(Stored data entries)
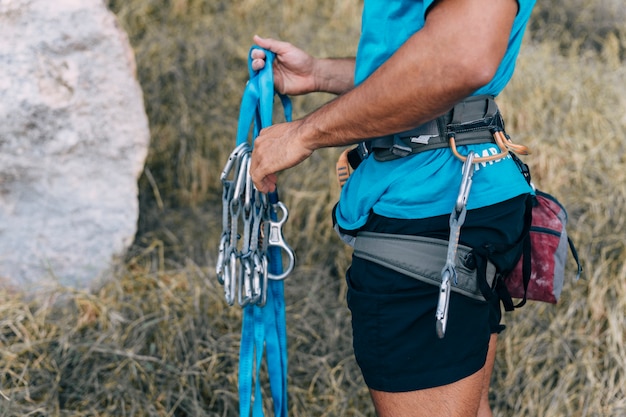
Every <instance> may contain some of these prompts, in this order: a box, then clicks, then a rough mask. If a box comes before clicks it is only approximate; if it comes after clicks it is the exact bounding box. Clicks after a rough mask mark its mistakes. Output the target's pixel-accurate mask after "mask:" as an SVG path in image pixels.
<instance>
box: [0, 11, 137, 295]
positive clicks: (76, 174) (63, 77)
mask: <svg viewBox="0 0 626 417" xmlns="http://www.w3.org/2000/svg"><path fill="white" fill-rule="evenodd" d="M148 143H149V131H148V121H147V117H146V114H145V110H144V106H143V96H142V92H141V89H140V86H139V84H138V82H137V79H136V76H135V65H134V57H133V53H132V50H131V48H130V46H129V43H128V39H127V37H126V35H125V33H124V32H123V31H122V30H121V29H120V28H119V27H118V26H117V24H116V20H115V16H114V15H113V14H112V13H111V12H110V11H108V10H107V8H106V6H105V5H104V3H103V2H102V0H54V1H50V0H0V286H5V287H6V286H11V287H15V288H18V289H23V290H26V291H27V292H33V291H37V290H39V289H43V288H47V287H50V286H51V285H52V286H56V285H57V284H61V285H63V286H69V287H75V288H86V287H89V286H91V285H92V284H93V283H94V282H95V281H99V280H100V279H101V278H103V277H105V276H107V274H108V271H109V270H110V268H111V266H112V265H113V264H114V262H115V259H116V257H118V256H120V255H122V254H123V253H124V252H125V250H126V249H127V248H128V246H129V245H130V243H131V242H132V239H133V237H134V235H135V232H136V227H137V226H136V224H137V217H138V199H137V178H138V176H139V174H140V172H141V170H142V168H143V165H144V161H145V157H146V154H147V149H148Z"/></svg>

**Problem to solve**:
Transcribe all records verbatim, no pictures.

**Finished exercise**:
Every <instance> may contain some of these prompts, in this order: a box, then clicks, then a rough mask. If a box comes before clicks it is only approximate; if it comes after clicks it is the exact bounding box. Clicks after a rough mask mark its mistakes. Output the target's pixel-accurate mask after "mask:" as an SVG path in image pixels.
<instance>
box: [0, 11, 137, 295]
positive clicks: (76, 174) (63, 77)
mask: <svg viewBox="0 0 626 417" xmlns="http://www.w3.org/2000/svg"><path fill="white" fill-rule="evenodd" d="M148 143H149V131H148V121H147V117H146V114H145V110H144V106H143V96H142V92H141V89H140V86H139V84H138V82H137V79H136V76H135V65H134V57H133V53H132V50H131V48H130V46H129V43H128V39H127V37H126V35H125V33H124V32H123V31H122V30H121V29H120V28H119V27H118V26H117V24H116V20H115V16H114V15H113V14H112V13H111V12H110V11H108V10H107V8H106V6H105V5H104V3H103V2H102V0H54V1H50V0H0V286H5V287H6V286H11V287H15V288H18V289H23V290H26V291H27V292H33V291H37V290H39V289H43V288H47V287H50V286H51V285H52V286H56V285H57V284H61V285H63V286H69V287H75V288H86V287H89V286H91V285H92V284H93V283H94V282H95V281H99V280H100V279H101V278H103V277H105V276H107V274H108V271H109V270H110V268H111V266H112V265H113V264H114V262H115V259H116V257H118V256H120V255H122V254H123V253H124V252H125V250H126V249H127V248H128V246H129V245H130V243H131V242H132V239H133V237H134V235H135V232H136V227H137V226H136V224H137V217H138V199H137V178H138V176H139V174H140V172H141V170H142V168H143V165H144V161H145V157H146V154H147V149H148Z"/></svg>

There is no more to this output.